### INFORMATION PROVIDED
___

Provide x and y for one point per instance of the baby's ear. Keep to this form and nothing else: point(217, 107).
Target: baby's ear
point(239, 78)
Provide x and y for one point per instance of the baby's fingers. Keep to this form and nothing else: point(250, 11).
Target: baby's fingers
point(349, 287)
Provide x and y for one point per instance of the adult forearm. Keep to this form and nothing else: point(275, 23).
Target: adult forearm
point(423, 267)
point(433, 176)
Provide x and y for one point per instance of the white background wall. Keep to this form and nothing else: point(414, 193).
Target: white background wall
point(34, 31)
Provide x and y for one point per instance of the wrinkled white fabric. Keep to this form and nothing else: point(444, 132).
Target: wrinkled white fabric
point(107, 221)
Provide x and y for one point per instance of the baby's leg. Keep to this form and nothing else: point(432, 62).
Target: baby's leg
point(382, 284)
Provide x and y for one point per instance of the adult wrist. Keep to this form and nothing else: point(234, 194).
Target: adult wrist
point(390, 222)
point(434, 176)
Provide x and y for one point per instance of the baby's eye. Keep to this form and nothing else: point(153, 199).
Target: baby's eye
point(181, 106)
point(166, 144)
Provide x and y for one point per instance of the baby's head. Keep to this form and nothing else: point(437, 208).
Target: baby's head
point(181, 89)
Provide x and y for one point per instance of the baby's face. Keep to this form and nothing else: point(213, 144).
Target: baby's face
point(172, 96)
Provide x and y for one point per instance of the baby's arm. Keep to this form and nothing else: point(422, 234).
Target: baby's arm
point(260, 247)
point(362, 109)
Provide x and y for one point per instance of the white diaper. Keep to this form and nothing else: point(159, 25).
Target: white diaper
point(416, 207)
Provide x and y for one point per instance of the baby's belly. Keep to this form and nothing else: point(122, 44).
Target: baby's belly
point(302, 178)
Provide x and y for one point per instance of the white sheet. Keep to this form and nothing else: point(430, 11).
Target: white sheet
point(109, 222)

___

Only one stretch of the records above is wanted: the lines between the one holding "Target: baby's ear" and the one holding "else: point(275, 23).", inclusive, reproduced exactly.

Target: baby's ear
point(239, 78)
Provide x and y for one point per instance of the baby's fingers. Keep to this form and nothing else: point(250, 11).
Target: baby's fingers
point(349, 287)
Provide x and y for one point per instance of the adult forearm. Keep to this form and nothing else: point(275, 23).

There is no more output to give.